## begin Source records

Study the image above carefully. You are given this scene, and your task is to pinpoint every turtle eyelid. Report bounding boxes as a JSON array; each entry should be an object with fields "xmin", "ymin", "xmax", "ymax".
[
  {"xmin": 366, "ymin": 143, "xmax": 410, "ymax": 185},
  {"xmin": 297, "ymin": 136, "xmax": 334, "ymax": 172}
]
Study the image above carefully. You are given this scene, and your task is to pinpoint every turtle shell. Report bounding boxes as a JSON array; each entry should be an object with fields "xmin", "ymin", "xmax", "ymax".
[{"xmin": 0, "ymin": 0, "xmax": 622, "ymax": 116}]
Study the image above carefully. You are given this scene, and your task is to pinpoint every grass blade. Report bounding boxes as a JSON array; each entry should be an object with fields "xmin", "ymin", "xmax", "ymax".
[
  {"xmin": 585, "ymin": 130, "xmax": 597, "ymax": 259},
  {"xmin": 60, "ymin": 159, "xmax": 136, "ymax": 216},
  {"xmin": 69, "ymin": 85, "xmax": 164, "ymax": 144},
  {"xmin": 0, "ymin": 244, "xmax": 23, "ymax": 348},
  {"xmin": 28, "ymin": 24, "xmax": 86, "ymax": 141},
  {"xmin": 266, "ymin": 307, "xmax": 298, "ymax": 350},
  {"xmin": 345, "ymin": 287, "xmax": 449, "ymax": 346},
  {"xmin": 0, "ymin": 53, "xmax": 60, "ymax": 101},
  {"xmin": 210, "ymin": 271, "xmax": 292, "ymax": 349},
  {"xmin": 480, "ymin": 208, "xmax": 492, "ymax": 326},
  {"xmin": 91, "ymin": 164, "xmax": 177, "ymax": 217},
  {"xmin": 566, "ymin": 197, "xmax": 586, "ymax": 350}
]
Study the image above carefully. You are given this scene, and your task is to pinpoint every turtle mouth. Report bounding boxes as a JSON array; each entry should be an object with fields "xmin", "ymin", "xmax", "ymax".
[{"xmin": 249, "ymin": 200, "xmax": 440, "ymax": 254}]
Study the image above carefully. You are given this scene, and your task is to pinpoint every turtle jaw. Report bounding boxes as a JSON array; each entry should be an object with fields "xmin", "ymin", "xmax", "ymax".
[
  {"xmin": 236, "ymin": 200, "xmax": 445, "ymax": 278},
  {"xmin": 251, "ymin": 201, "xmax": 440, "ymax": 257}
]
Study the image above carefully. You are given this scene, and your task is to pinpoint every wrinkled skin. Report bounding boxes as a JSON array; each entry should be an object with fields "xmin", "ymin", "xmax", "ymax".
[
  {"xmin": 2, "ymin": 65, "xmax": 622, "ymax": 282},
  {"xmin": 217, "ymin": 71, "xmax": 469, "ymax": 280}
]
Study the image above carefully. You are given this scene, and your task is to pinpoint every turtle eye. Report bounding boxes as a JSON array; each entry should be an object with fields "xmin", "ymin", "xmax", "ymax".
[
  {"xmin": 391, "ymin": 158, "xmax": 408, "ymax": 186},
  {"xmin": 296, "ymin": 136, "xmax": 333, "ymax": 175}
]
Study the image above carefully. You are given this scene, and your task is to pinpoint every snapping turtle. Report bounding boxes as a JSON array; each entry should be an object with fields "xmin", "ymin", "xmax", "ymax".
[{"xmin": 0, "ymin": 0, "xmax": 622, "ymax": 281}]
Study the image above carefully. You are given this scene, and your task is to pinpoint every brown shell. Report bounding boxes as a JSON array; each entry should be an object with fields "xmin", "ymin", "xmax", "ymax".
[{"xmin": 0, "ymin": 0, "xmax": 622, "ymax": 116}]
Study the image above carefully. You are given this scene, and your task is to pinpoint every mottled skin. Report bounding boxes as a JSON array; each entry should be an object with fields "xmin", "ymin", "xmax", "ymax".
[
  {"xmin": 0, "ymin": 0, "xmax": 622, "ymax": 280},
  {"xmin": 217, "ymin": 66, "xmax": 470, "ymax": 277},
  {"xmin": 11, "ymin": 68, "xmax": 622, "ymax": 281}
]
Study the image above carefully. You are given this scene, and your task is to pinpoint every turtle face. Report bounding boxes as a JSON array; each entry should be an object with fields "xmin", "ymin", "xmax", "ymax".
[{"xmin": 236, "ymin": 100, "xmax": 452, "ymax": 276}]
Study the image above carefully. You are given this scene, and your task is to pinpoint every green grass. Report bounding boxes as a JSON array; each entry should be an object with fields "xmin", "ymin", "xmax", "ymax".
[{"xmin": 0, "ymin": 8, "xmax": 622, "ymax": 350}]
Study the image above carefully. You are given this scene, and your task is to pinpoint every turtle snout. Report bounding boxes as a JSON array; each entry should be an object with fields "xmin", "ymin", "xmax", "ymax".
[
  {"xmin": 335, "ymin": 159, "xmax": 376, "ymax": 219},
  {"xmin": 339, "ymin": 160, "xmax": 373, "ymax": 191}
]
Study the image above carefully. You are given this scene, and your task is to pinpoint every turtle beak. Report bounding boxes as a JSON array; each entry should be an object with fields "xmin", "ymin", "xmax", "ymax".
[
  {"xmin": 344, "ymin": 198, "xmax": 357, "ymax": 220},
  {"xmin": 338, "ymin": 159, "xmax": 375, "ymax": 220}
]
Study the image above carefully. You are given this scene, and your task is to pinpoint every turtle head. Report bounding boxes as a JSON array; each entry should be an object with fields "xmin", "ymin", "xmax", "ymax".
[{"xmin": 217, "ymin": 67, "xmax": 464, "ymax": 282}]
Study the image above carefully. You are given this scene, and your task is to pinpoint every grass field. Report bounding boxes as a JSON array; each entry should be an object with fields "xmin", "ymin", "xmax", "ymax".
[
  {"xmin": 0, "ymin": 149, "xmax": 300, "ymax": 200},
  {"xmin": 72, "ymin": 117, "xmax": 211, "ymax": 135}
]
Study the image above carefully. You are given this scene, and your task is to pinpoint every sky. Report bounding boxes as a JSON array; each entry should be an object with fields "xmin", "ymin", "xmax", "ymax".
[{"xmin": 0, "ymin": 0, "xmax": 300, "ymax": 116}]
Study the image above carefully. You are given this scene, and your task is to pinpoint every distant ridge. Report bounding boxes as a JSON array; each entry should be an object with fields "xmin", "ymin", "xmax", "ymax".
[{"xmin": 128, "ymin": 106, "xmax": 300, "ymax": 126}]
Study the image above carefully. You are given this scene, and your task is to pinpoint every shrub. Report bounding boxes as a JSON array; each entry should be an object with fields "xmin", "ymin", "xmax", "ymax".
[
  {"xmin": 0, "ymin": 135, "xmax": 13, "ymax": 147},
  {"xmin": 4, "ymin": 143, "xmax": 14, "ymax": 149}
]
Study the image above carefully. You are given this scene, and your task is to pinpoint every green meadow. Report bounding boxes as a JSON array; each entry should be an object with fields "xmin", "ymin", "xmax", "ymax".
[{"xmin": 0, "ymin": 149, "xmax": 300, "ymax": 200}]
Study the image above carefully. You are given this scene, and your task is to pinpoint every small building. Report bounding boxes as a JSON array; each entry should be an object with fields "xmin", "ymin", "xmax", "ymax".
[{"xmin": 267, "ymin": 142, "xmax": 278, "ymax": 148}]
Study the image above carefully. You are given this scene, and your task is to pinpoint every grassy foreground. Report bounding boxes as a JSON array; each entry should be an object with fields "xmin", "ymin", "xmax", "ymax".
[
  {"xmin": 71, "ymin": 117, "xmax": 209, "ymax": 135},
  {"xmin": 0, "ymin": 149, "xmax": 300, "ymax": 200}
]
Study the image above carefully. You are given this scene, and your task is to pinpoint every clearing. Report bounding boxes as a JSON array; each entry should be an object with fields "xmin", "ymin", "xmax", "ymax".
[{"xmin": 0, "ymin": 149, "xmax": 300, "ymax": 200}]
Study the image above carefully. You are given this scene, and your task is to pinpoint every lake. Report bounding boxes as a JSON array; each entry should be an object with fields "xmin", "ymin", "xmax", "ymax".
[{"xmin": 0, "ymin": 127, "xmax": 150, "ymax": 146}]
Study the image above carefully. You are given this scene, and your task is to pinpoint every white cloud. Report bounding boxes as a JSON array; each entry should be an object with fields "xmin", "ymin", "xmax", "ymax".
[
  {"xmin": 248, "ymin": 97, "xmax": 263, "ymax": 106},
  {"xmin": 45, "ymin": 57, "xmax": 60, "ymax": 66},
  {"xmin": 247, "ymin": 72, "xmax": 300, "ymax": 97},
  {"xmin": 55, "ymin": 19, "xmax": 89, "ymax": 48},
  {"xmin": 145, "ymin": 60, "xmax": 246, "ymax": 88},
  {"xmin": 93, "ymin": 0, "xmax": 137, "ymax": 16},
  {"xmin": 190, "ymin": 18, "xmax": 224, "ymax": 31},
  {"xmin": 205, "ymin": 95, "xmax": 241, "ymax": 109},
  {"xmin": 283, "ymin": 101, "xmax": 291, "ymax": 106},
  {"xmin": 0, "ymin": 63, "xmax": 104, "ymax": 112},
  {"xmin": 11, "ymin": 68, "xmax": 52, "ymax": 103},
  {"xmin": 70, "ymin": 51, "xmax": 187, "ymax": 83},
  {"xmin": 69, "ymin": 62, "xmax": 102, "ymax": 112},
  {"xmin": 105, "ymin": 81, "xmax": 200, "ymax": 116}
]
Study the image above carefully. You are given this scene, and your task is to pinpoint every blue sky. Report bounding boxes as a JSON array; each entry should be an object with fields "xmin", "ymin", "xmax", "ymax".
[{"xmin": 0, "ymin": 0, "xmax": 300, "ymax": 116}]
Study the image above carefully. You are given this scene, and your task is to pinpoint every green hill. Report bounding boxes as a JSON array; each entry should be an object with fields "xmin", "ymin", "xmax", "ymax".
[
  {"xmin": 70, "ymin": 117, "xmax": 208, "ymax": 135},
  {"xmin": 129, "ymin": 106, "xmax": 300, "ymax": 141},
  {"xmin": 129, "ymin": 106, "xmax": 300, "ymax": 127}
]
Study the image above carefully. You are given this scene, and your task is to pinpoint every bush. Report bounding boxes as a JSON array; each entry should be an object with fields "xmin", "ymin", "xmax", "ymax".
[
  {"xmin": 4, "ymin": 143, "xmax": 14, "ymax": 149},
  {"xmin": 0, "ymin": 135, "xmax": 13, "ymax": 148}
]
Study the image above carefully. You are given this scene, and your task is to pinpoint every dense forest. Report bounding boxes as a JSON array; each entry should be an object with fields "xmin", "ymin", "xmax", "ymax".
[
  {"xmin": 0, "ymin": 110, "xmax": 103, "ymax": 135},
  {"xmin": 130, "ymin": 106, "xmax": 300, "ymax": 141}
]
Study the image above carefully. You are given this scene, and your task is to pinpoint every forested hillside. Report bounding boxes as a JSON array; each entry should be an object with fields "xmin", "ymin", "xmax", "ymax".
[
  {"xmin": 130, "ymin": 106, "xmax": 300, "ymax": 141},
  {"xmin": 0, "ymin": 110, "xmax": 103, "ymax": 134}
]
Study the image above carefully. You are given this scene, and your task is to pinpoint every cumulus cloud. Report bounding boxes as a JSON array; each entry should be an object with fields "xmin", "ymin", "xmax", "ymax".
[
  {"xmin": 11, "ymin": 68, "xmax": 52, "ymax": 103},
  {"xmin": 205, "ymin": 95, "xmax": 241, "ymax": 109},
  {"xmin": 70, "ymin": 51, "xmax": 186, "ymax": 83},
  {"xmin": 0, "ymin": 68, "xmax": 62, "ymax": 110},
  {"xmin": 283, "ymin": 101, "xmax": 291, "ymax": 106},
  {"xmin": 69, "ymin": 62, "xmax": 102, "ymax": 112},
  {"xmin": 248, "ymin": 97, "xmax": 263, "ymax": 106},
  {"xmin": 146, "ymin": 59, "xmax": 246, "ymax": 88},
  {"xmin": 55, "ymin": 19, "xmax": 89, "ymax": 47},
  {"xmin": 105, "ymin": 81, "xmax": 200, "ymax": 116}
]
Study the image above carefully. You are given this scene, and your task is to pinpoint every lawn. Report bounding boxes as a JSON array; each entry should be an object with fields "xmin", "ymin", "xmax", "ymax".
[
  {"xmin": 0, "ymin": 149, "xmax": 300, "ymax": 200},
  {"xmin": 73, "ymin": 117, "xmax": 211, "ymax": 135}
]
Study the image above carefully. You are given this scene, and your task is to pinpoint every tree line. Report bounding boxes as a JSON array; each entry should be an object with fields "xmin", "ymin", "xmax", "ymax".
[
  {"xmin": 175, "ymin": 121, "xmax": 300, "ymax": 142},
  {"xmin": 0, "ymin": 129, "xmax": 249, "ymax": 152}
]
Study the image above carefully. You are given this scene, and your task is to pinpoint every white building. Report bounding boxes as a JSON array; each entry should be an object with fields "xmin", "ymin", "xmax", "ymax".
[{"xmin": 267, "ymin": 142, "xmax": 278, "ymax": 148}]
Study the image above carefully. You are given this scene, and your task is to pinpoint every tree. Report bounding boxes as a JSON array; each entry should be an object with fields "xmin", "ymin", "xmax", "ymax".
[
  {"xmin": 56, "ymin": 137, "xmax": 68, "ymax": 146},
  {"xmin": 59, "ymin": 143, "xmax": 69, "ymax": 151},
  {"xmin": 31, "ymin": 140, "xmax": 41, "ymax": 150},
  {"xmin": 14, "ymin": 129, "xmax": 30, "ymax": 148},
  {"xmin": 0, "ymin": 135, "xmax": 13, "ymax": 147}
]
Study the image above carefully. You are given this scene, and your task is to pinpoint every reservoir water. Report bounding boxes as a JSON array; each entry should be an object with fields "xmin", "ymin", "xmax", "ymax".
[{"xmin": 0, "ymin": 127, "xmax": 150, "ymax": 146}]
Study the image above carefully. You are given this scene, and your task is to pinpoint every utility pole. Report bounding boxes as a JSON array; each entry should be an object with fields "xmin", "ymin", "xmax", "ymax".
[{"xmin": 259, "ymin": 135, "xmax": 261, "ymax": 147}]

## end Source records

What is needed: Repeat precisely the lines of the data starting at the one containing "pinpoint every reservoir", last line included.

Expected answer:
Study the image above carefully. You are given this scene, and your task is to pinpoint every reservoir water. Report bounding boxes as a JSON array; each entry should be an object with fields "xmin", "ymin", "xmax", "ymax".
[{"xmin": 0, "ymin": 127, "xmax": 150, "ymax": 146}]
Study the image above carefully. You are given this scene, and your task is to pinpoint every utility pole. Report bounding boxes as a JSON array; each entry should be an object with fields "xmin", "ymin", "xmax", "ymax".
[{"xmin": 259, "ymin": 135, "xmax": 261, "ymax": 147}]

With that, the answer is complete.